Short problem 1 – Reproduce the rows verbatim, beginning with the first row and stopping after the line that contains "110,650 -> 626,925".

Supplied passage –
- Date: May 18–19, 1889
- Location: Forrest City, Arkansas, United States

Casualties
- Deaths: 4
- Injuries: 2

= 1889 Forrest City riot =

Riot in Forrest City, Arkansas, in 1889

The 1889 Forrest City riot was a period of civil unrest in Forrest City, Arkansas, United States. The riot began on May 18 and concluded the following day.

The conflict had its roots in recent political developments within St. Francis County, of which Forrest City was the county seat. During the late 1880s, the Union Labor Party, which was made up of labor and agricultural activists from groups such as the Agricultural Wheel, formed an alliance with the Republican Party and won several elected positions in the county government in the 1888 elections. This development upset many white Democrats in the county, as the election saw many African Americans elected on the fusion ticket. The following year, elections were scheduled for the county's school board, and there was a possibility that African Americans could win a majority of seats on the institution. On May 18, election day, a fight broke out between Americus M. Neely, an African American school board member, and a white member of the board at a polling place. In the aftermath, shots were fired by members of both parties, resulting in several deaths. Neely fled the scene and barricaded himself in the offices of his local newspaper, though he was killed by militia members the following day.

Following the riot, African American leaders were driven out of the county and white Democrats regained control. A series of laws passed at the state level in the following years effectively disenfranchised African Americans, and in 1900, all white Democratic candidates in the county ran unopposed. The riot was one of several in the Arkansas Delta region that saw white Americans attempt to stop African Americans from gaining political power, and in 2006, historian James T. Campbell called the event "one of the bloodiest in a series of racist pogroms intended to drive black Arkansans out of politics".

== Background ==
In 1887, the Union Labor Party was established at a meeting of organized labor and agricultural representatives, including members of the Agricultural Wheel, in Cincinnati. In April of the following year, the Arkansas state affiliate of the party held its first meeting. During that year's elections in Arkansas, members of the state party and the Republican Party formed an alliance to challenge the dominant Democratic Party. In St. Francis County, this fusion ticket saw success, with Republican candidates winning the offices of assessor, coroner, and treasurer, and Union Labor candidates becoming county clerk, county judge, and sheriff. Democrats were fearful of this new alliance and in particular the support the movement had from African Americans, with all three of the new Republican officeholders being black. Following the election, local Democrats stated that, unless "some lawful means [was] used to prevent [blacks'] election", African Americans would eventually dominate the county's politics. Around this time, St. Francis County was home to a significant number of African Americans, and by 1890, they would constitute a majority of the population. In May 1889, tensions began to arise in Forrest City, the county seat. At the time, the county school board consisted of five white Democrats and one black Republican, Americus M. Neely, a local black leader and editor of the Advocate, a Republican publication. However, two of the white Democrats terms had expired, with elections scheduled for May 18, and many white county residents were fearful that African Americans would win those open seats and gain a majority on the school board.

Provided data –
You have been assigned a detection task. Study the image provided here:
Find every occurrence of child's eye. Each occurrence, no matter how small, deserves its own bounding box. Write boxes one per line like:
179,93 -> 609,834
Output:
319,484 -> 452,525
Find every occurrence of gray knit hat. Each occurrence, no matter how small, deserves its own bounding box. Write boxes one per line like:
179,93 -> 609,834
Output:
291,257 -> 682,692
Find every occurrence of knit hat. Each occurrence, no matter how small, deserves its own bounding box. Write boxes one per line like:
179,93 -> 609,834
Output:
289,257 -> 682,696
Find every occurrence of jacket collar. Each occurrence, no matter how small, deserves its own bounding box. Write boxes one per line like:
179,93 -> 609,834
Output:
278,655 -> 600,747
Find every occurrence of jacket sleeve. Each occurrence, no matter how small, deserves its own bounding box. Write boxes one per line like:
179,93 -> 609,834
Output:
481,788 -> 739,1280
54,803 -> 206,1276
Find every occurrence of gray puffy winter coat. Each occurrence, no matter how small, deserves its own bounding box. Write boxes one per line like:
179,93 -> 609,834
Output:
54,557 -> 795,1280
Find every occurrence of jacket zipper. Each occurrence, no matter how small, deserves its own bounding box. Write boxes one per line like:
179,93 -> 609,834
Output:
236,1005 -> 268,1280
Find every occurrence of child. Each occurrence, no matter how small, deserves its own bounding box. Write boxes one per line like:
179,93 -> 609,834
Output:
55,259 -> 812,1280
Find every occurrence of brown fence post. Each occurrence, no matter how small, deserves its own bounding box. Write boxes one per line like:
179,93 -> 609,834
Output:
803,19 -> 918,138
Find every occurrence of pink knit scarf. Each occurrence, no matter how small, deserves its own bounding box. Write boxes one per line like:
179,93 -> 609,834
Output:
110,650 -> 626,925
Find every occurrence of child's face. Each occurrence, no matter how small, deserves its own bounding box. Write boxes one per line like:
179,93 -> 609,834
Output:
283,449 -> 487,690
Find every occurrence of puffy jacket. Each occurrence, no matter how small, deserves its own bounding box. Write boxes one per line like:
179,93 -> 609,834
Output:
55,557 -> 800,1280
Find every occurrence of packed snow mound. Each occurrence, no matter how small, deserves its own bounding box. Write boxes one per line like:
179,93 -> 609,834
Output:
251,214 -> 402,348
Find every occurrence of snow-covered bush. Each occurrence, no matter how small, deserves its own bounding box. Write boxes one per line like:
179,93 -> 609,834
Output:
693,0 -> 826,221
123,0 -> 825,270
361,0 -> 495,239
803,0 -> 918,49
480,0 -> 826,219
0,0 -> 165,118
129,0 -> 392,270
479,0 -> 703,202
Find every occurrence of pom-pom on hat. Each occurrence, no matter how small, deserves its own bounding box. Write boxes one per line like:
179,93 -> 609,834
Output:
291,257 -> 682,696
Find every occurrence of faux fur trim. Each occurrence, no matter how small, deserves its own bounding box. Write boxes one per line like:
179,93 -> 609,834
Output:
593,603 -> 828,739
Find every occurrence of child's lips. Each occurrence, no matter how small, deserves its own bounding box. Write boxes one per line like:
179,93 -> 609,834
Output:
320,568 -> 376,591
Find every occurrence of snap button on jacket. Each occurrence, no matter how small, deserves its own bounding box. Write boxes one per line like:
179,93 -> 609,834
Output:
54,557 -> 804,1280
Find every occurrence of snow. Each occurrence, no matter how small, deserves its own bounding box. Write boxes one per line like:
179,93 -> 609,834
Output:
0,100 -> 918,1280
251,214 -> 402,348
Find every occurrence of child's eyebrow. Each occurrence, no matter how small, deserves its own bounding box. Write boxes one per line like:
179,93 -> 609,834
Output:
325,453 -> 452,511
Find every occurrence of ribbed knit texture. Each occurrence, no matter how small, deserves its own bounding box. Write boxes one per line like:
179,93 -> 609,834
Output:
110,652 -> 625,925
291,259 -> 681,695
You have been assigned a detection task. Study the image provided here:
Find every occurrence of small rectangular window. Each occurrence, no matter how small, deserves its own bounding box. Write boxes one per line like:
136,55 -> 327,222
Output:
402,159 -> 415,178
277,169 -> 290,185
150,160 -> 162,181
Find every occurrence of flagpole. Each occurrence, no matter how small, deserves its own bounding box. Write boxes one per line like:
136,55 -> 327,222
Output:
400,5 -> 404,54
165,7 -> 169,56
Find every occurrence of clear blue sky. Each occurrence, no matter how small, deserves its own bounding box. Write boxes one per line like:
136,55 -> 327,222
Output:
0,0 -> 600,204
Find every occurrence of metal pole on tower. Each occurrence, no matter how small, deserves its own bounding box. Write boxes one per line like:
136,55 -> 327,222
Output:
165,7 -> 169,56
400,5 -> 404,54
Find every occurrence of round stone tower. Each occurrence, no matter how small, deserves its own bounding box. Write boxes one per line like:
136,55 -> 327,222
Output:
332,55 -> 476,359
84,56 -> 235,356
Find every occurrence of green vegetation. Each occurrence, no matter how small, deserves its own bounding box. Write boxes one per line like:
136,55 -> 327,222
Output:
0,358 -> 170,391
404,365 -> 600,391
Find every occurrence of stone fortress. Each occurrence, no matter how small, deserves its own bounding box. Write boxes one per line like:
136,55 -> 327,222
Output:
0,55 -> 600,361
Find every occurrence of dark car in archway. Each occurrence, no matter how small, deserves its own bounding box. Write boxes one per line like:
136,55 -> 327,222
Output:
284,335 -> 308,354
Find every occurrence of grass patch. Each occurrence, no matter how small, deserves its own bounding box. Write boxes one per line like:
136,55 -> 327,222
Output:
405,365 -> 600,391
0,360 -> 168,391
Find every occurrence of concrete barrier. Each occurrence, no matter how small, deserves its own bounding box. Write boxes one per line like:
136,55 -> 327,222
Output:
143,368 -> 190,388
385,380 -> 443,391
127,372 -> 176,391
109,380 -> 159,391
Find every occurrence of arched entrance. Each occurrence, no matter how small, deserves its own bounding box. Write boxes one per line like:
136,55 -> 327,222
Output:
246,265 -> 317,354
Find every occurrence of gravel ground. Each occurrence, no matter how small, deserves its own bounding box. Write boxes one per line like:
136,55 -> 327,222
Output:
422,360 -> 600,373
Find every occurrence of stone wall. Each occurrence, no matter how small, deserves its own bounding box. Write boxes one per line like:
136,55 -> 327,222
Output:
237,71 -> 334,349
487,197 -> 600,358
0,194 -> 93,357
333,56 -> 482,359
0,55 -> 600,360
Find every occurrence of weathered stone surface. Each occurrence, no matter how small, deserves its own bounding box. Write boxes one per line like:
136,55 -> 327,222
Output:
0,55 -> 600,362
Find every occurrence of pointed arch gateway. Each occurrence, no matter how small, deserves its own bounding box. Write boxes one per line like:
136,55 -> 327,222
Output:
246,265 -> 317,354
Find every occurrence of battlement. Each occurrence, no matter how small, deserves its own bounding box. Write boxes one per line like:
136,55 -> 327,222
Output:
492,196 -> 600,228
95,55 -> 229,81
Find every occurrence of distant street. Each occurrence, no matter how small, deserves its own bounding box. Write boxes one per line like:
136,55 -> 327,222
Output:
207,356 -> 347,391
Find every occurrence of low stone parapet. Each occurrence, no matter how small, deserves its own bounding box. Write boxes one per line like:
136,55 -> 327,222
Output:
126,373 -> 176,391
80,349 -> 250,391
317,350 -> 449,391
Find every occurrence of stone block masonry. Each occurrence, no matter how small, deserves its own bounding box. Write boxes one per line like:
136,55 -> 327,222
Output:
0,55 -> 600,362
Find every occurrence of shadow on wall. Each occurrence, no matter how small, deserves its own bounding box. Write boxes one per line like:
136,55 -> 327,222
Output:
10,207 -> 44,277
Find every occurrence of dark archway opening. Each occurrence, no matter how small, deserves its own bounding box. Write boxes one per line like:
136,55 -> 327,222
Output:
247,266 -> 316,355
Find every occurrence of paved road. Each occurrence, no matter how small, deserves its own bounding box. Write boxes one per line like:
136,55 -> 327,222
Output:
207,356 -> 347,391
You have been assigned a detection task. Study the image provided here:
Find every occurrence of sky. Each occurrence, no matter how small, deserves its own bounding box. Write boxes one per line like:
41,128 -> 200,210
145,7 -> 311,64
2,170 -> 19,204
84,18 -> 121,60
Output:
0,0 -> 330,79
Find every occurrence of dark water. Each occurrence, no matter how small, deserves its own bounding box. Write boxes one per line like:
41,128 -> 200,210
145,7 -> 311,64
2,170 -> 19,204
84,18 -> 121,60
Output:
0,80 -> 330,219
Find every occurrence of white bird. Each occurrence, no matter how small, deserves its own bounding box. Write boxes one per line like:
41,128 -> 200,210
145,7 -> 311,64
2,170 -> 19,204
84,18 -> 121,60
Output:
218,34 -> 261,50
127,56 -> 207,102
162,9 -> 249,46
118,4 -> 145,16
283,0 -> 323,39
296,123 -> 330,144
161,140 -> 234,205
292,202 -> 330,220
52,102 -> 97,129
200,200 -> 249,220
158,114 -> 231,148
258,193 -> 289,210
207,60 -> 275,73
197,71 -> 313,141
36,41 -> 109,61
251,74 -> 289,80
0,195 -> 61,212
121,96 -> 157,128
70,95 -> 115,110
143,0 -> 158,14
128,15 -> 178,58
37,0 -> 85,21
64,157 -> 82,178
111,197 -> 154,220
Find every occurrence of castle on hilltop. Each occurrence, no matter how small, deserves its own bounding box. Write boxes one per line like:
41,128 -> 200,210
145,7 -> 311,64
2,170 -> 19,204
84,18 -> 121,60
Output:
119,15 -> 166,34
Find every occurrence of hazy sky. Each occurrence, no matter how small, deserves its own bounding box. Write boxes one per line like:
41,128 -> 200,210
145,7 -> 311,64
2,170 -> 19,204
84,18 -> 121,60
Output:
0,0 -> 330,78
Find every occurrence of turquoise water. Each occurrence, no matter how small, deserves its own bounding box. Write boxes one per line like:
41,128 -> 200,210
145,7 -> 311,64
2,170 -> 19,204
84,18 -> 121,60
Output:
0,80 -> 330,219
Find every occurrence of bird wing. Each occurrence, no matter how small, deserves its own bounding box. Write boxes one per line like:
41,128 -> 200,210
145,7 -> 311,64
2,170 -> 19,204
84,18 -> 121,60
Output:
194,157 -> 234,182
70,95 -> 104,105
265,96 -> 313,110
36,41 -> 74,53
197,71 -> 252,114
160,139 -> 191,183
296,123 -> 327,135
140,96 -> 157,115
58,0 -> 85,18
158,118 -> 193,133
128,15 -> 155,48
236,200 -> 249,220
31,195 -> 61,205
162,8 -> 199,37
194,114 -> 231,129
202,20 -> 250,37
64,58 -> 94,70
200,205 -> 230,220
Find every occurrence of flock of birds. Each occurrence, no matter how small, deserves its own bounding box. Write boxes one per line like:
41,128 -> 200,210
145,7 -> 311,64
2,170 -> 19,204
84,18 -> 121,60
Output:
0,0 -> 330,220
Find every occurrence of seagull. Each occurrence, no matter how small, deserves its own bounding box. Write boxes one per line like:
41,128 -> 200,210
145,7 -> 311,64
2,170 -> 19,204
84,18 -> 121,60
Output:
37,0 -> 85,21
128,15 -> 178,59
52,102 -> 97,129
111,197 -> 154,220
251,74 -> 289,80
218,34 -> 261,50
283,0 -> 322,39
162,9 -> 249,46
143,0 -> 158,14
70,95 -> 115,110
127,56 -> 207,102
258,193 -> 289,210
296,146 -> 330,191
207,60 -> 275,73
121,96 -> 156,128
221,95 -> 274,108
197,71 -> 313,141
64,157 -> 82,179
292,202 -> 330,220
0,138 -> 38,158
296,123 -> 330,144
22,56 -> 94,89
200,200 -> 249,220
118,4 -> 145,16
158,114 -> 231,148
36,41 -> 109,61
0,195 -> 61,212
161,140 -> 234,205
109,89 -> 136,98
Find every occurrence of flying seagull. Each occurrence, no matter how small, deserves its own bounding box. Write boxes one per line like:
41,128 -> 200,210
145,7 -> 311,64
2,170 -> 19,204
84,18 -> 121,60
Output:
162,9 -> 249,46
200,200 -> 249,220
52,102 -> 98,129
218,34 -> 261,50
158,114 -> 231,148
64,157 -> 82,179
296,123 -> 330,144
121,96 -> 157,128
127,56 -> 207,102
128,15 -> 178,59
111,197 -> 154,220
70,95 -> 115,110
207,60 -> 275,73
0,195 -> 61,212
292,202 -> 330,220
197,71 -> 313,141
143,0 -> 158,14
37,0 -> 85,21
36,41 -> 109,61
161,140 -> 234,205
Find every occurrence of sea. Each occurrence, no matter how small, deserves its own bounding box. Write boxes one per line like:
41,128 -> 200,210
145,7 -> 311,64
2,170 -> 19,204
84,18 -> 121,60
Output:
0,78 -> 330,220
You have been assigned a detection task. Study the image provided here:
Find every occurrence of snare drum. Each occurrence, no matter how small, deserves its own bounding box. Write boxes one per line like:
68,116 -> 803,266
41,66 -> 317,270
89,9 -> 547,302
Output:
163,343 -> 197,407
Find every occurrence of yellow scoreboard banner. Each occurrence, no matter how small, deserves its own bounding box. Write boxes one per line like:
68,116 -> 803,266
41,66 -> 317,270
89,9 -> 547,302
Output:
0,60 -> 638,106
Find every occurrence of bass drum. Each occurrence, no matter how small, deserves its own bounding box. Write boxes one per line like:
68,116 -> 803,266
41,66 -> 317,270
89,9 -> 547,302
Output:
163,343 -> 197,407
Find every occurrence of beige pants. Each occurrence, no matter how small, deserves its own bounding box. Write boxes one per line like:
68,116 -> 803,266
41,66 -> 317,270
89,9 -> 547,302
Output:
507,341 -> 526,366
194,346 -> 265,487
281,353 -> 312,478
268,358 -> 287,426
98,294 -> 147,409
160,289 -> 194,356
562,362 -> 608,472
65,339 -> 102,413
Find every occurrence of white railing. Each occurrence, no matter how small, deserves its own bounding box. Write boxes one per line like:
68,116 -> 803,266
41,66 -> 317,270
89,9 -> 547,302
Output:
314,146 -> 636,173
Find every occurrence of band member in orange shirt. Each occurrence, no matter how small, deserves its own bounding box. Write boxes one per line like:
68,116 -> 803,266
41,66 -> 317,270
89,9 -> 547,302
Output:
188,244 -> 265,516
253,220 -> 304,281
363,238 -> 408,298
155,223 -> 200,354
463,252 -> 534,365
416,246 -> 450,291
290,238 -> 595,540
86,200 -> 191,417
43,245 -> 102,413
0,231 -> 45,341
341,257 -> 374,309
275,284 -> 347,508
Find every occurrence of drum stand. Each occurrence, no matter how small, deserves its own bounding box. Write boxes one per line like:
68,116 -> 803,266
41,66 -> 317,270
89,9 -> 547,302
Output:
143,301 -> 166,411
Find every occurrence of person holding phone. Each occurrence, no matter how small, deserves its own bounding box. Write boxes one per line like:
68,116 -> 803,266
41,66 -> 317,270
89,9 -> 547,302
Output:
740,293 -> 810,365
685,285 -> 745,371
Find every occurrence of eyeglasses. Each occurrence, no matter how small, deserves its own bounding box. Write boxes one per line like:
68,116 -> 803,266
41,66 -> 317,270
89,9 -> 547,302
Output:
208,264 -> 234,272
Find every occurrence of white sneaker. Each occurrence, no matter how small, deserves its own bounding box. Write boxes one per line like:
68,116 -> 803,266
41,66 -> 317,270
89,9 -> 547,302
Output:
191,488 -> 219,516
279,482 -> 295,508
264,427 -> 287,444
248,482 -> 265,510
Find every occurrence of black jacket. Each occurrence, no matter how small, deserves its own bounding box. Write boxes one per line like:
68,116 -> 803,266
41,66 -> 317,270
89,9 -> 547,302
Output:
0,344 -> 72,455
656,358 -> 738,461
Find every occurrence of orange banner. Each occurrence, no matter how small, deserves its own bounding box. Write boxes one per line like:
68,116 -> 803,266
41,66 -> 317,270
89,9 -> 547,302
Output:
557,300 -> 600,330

Short problem 2 – In the 1889 Forrest City riot article, quote the passage that begins with "Riot in Forrest" and ends with "concluded the following day.", changing "civil unrest" to "public disorder".

Task solution 1 –
You have been assigned a detection task. Study the image provided here:
Find every occurrence of child's eye. Each occurrence, no matter how small, deserves its own bounding box. Write boxes one per line like:
179,93 -> 609,834
Output:
319,484 -> 452,525
Find every occurrence of gray knit hat. Each occurrence, no matter how small, deserves its own bounding box. Write boxes one per line like:
179,93 -> 609,834
Output:
291,257 -> 682,692
Find every occurrence of knit hat. Each occurrence, no matter how small, deserves its own bounding box. Write boxes one per line like:
179,93 -> 609,834
Output:
289,257 -> 682,696
Find every occurrence of jacket collar. Each occurrence, no matter how small, deserves its own bounding box. Write boxes one per line like:
179,93 -> 609,834
Output:
278,655 -> 600,747
Find every occurrence of jacket sleeve. Each occurrence, no matter how small, deserves its own bounding box. Write boxes one per line like:
179,93 -> 609,834
Output:
481,788 -> 739,1280
54,803 -> 206,1276
Find every occurrence of gray puffy winter coat. Each occurrence, no matter how small, deserves its own bounding box. Write boxes one per line like:
179,93 -> 609,834
Output:
54,557 -> 795,1280
Find every occurrence of jacket zipper. Each occurrence, no matter how small, deserves its own bounding box. Write boxes one per line like:
179,93 -> 609,834
Output:
236,1005 -> 268,1280
Find every occurrence of child. Each occurrence, no matter how small, deserves its own bounding box. Write boxes one per line like:
179,93 -> 609,834
Output:
55,259 -> 812,1280
Find every occurrence of brown fence post. Each occurrence, no matter how small, deserves its own bounding box. Write boxes one per line like:
179,93 -> 609,834
Output:
803,19 -> 918,138
Find every occurrence of pink knit scarf. Each occurrence, no matter how small, deserves its own bounding box. Write boxes one per line like:
179,93 -> 609,834
Output:
110,650 -> 626,925

Task solution 2 –
Riot in Forrest City, Arkansas, in 1889

The 1889 Forrest City riot was a period of public disorder in Forrest City, Arkansas, United States. The riot began on May 18 and concluded the following day.